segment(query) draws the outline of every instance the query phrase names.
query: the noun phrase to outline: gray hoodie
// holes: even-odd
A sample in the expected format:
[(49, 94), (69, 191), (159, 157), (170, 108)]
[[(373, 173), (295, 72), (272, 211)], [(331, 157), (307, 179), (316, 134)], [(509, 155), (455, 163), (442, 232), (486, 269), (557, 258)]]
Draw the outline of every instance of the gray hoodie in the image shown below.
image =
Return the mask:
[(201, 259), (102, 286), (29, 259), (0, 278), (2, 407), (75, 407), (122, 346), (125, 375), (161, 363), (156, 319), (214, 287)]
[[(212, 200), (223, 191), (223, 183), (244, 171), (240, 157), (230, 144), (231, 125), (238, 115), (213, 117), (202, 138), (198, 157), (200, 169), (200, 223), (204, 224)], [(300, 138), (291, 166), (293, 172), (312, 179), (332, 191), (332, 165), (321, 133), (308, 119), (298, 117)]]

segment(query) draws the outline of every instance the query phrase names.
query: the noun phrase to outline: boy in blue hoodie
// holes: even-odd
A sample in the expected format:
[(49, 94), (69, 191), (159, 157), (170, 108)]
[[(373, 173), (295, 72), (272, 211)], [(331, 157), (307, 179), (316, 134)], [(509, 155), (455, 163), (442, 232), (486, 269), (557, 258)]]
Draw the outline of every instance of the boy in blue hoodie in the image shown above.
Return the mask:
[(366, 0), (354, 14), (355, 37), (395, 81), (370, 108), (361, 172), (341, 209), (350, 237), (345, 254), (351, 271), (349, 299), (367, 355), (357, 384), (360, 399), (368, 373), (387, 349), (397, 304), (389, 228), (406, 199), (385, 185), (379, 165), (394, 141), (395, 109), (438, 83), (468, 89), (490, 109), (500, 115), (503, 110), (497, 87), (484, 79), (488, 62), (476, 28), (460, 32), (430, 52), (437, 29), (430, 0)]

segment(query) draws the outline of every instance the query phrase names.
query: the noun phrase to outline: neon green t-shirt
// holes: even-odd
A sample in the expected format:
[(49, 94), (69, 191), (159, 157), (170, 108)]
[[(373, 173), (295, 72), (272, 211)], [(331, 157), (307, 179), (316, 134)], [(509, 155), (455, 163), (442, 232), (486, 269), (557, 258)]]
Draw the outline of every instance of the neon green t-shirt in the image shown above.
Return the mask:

◆ ◆ ◆

Repeat all the records. Match each line exactly.

segment(query) draws the outline of every instance the query phrase names.
query: the noun phrase to outline: gray hoodie
// holes: even-odd
A sample in the expected format:
[(49, 94), (69, 191), (159, 157), (170, 108)]
[[(373, 173), (295, 72), (272, 211)], [(331, 157), (307, 179), (316, 134)], [(509, 155), (455, 163), (442, 232), (486, 269), (557, 258)]]
Draw the outline of every instance of the gray hoodie in the image shown below.
image =
Return the mask:
[(201, 259), (102, 286), (29, 259), (0, 278), (2, 407), (75, 407), (122, 346), (125, 375), (161, 363), (156, 319), (214, 287)]
[[(212, 200), (223, 191), (223, 183), (244, 171), (240, 157), (230, 144), (231, 125), (238, 115), (213, 117), (202, 138), (198, 157), (200, 169), (200, 223), (204, 224)], [(300, 138), (291, 166), (293, 172), (312, 179), (332, 191), (332, 165), (321, 133), (308, 119), (298, 117)]]

segment(query) draws the outline of every instance the query phrase names.
query: the noun phrase to outline: boy in blue hoodie
// holes: even-odd
A sample in the expected format:
[(49, 94), (69, 191), (159, 157), (170, 108)]
[[(373, 173), (295, 72), (272, 211)], [(331, 157), (307, 179), (316, 134)], [(509, 155), (455, 163), (442, 232), (486, 269), (557, 258)]]
Draw the outline of every instance of the boy in blue hoodie in the image shown above.
Return the mask:
[(366, 0), (354, 14), (355, 37), (395, 81), (370, 108), (361, 172), (341, 209), (350, 237), (345, 254), (351, 271), (349, 299), (367, 355), (357, 384), (360, 399), (368, 373), (387, 349), (397, 304), (389, 228), (406, 199), (385, 185), (379, 165), (394, 141), (395, 109), (438, 83), (468, 89), (490, 109), (500, 115), (503, 110), (497, 87), (484, 79), (488, 62), (476, 28), (460, 32), (430, 52), (437, 29), (430, 0)]

segment(query) draws the outline of every instance the query phrase names.
query: the noun phrase to outline: neon green t-shirt
// holes: even-odd
A sample in the expected format:
[(49, 94), (69, 191), (159, 157), (170, 108)]
[[(373, 173), (295, 72), (272, 211)], [(331, 157), (307, 179), (316, 134)], [(509, 155), (455, 163), (442, 232), (486, 269), (557, 258)]]
Draw the outline of every instance of the neon green t-shirt in the image shown above.
Return the mask:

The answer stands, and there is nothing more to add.